[start]

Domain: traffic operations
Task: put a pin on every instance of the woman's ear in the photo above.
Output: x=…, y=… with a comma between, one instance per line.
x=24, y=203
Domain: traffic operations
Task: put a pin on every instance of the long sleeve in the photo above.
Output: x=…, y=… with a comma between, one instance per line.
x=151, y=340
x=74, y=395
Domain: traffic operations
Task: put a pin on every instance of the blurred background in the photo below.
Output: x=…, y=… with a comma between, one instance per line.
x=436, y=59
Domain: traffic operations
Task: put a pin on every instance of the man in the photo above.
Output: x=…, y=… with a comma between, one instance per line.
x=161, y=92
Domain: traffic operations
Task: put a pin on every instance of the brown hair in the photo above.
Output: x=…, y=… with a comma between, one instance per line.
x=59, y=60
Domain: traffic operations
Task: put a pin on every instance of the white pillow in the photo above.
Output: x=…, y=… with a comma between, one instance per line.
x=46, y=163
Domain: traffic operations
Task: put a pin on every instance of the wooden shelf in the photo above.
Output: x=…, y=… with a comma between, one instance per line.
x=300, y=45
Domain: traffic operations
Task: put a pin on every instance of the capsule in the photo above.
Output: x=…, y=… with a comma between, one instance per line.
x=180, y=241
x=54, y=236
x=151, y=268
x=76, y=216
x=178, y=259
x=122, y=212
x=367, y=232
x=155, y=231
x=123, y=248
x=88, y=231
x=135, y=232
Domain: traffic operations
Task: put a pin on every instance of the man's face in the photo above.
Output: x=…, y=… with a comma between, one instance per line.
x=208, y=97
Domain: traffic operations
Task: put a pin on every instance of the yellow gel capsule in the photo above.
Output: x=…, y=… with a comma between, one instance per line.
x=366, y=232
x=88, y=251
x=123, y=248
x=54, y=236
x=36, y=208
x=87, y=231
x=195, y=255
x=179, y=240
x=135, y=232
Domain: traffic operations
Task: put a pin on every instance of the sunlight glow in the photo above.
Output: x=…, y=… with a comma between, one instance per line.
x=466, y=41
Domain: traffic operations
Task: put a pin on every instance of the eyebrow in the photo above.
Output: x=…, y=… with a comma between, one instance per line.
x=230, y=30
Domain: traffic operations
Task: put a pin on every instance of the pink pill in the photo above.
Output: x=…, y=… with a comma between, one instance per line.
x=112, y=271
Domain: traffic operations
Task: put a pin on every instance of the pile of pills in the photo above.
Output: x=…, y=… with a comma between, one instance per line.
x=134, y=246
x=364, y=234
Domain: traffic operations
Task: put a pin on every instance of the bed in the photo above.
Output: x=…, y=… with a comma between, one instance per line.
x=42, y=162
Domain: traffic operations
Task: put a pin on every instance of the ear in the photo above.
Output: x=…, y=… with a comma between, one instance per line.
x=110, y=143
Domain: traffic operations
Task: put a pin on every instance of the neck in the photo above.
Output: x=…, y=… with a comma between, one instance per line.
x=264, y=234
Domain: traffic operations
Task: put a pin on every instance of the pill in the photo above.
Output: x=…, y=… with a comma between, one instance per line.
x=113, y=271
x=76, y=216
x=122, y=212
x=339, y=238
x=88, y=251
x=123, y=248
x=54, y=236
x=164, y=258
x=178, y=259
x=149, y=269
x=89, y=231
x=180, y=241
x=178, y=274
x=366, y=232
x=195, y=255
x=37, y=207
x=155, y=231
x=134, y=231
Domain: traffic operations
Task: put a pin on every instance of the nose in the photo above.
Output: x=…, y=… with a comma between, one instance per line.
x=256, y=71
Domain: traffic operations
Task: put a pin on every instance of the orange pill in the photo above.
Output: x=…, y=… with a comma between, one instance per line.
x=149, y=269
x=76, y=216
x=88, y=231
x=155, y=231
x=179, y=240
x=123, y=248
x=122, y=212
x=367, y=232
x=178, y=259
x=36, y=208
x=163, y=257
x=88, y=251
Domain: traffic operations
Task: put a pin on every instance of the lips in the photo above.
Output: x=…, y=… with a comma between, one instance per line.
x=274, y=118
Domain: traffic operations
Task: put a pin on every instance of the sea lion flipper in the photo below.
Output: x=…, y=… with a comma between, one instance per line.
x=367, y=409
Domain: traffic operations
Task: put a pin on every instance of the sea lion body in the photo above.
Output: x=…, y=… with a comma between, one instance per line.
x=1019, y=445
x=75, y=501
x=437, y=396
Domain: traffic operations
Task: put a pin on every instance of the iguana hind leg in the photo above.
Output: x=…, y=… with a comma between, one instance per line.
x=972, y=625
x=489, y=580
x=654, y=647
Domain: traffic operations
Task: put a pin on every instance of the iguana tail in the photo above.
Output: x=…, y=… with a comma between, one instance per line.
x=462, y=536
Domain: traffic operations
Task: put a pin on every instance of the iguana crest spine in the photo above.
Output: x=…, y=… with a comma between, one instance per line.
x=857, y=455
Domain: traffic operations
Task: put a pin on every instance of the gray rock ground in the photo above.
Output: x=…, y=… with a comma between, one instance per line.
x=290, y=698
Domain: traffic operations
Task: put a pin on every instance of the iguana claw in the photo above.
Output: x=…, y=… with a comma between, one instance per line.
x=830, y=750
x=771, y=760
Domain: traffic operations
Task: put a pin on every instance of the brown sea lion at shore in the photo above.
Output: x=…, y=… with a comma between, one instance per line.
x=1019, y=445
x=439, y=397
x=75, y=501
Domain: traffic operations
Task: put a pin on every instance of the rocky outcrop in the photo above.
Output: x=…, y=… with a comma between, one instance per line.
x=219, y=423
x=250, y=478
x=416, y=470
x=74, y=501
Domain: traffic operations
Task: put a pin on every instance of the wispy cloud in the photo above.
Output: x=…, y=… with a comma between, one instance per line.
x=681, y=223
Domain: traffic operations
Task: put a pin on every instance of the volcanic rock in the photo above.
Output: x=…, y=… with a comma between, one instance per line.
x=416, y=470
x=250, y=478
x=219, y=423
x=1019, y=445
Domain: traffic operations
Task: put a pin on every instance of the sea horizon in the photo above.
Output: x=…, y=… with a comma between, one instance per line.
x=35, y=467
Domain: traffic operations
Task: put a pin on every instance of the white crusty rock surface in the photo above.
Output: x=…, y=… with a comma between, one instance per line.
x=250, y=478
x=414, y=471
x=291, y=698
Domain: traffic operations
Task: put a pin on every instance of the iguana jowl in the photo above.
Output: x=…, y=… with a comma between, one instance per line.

[end]

→ **THE EXERCISE**:
Extract the entire listing above, reproducing every line without alteration.

→ **EXERCISE ANSWER**:
Domain: traffic operations
Task: put a pin on every instance of the woman's ear in the photo above.
Output: x=…, y=… with a comma between, one instance per line.
x=24, y=203
Domain: traffic operations
Task: put a pin on every instance of the long sleeve in the photo above.
Output: x=…, y=… with a comma between, one instance per line.
x=151, y=340
x=74, y=395
Domain: traffic operations
Task: put a pin on every instance of the blurred background in the photo below.
Output: x=…, y=… with a comma between, one instance per line.
x=436, y=59
Domain: traffic operations
Task: put a pin on every instance of the man in the photo above.
Output: x=…, y=… with a comma between, one instance per line.
x=161, y=92
Domain: traffic operations
Task: put a pin on every instance of the brown hair in the photo above.
Output: x=…, y=… with a comma between, one instance per line.
x=59, y=60
Domain: traffic operations
Task: put a pin on every instance of the white pillow in the photo above.
Output: x=…, y=… with a comma between, one instance per line.
x=46, y=163
Domain: traffic operations
Task: put a pin on every instance of the wooden shelf in the photo above.
Output: x=…, y=… with a comma between, one instance per line.
x=300, y=45
Domain: traffic operations
Task: put a pin on every instance of the capsule in the photo above.
Output: x=…, y=… with a comma between, one instance per line.
x=180, y=241
x=54, y=236
x=151, y=268
x=76, y=216
x=178, y=259
x=122, y=212
x=367, y=232
x=155, y=231
x=123, y=248
x=88, y=231
x=135, y=232
Domain: traffic operations
Task: put a pin on every instance of the man's face in the photo above.
Output: x=…, y=… with a comma between, one instance per line.
x=208, y=97
Domain: traffic operations
Task: put a pin on every instance of the yellow gel capsule in the photo above.
Output: x=…, y=… with a comma between, one instance per line.
x=366, y=232
x=88, y=251
x=123, y=248
x=54, y=236
x=36, y=208
x=87, y=231
x=195, y=255
x=179, y=240
x=135, y=232
Domain: traffic operations
Task: put a pin on every instance of the sunlight glow in the photo above.
Output: x=…, y=… with a comma between, one instance per line.
x=466, y=41
Domain: traffic operations
Task: put a pin on every instance of the eyebrow in the photo above.
Output: x=…, y=… with a comma between, one instance per line.
x=230, y=30
Domain: traffic operations
Task: put a pin on every instance of the pink pill in the photo above.
Output: x=…, y=… with a comma between, one instance per line.
x=112, y=271
Domain: traffic operations
Task: put a pin on every instance of the pile of pills in the photo above.
Output: x=…, y=… with a comma between, one instance per line.
x=134, y=246
x=364, y=234
Domain: traffic operations
Task: put a pin on every instance of the bed in the photo above.
Output: x=…, y=… with a comma between, one instance per line.
x=42, y=162
Domain: traffic operations
Task: put a pin on every instance of the ear in the photo above.
Output: x=…, y=… with a comma between, one instance per line.
x=110, y=143
Domain: traffic operations
Task: put a pin on every instance of the neck in the photo above.
Output: x=…, y=… with a comma between, one instance per line.
x=264, y=234
Domain: traffic operations
Task: put a pin on every instance of the pill in the photo above.
Output: x=…, y=… with a comma between, one instance per line.
x=113, y=271
x=76, y=216
x=122, y=212
x=339, y=238
x=88, y=251
x=123, y=248
x=54, y=236
x=164, y=258
x=178, y=259
x=149, y=269
x=89, y=231
x=180, y=241
x=178, y=274
x=366, y=232
x=195, y=255
x=37, y=207
x=155, y=231
x=134, y=231
Domain: traffic operations
Task: put a pin on every instance of the nose in the photo above.
Output: x=…, y=… with a comma between, one instance per line.
x=256, y=71
Domain: traffic operations
Task: put a pin on every instance of the orange pill in the photo above.
Output: x=…, y=… with a comma between, one instance per line.
x=149, y=269
x=76, y=216
x=88, y=231
x=155, y=231
x=179, y=240
x=123, y=248
x=122, y=212
x=367, y=232
x=178, y=259
x=36, y=208
x=163, y=257
x=88, y=251
Domain: traffic operations
Task: put a pin on every instance of the lips in the photo above.
Output: x=…, y=… with a comma between, one instance per line.
x=274, y=118
Domain: traffic operations
Task: put a pin on every instance of the sea lion flipper in the photo below.
Output: x=…, y=… with a comma between, one instance per line.
x=367, y=409
Domain: traffic operations
Task: put a pin on every instance of the sea lion body in the photo above.
Output: x=…, y=… with a comma between, one instance per line.
x=1019, y=445
x=75, y=501
x=437, y=396
Domain: traffic operations
Task: put a pin on every instance of the iguana hind leg in the photo above.
Output: x=…, y=… with a comma between, one instance per line.
x=972, y=625
x=489, y=580
x=654, y=647
Domain: traffic operations
Task: put a pin on every instance of the iguana tail in the photo above.
Output: x=…, y=… with a comma between, one instance per line.
x=462, y=536
Domain: traffic operations
Task: put a pin on every instance of the iguana crest spine in the photo above.
Output: x=…, y=… with a comma between, one instance per line.
x=857, y=455
Domain: traffic operations
Task: put a pin on every instance of the gray rock ground in the photo above.
Output: x=…, y=… with a comma between, one instance per line.
x=290, y=698
Domain: traffic operations
Task: put a pin on every instance of the iguana claw in the photo above.
Output: x=…, y=… with a comma between, one instance per line.
x=830, y=750
x=771, y=760
Domain: traffic operations
Task: put a pin on every instance of the brown sea lion at shore in the photo above.
Output: x=…, y=… with a comma between, one instance per line.
x=1019, y=445
x=439, y=397
x=75, y=501
Domain: traffic operations
Task: put a pin on every instance of the rocky outcrop in the photo above.
Output: x=…, y=… with a comma between, one instance per line.
x=219, y=423
x=250, y=478
x=416, y=470
x=74, y=501
Domain: traffic operations
Task: put a pin on every instance of the wispy cloud in the photo above.
Output: x=…, y=… with a comma between, one instance per line.
x=681, y=223
Domain: traffic operations
Task: put a pin on every instance of the volcanic rock in the photo above.
Output: x=…, y=… with a comma between, one instance per line.
x=416, y=470
x=250, y=478
x=219, y=423
x=1019, y=445
Domain: traffic operations
Task: put a pin on every instance of the sea horizon in the photo above.
Output: x=…, y=… with a comma between, one instance per line.
x=35, y=467
Domain: traffic operations
Task: put a pin on every instance of the white crusty rock surface in the photo above.
Output: x=…, y=… with a comma between, one instance per line.
x=250, y=478
x=414, y=471
x=291, y=698
Domain: traffic operations
Task: put a pin on every instance of the iguana jowl in the photo above.
Output: x=…, y=… with a comma between, one instance per line.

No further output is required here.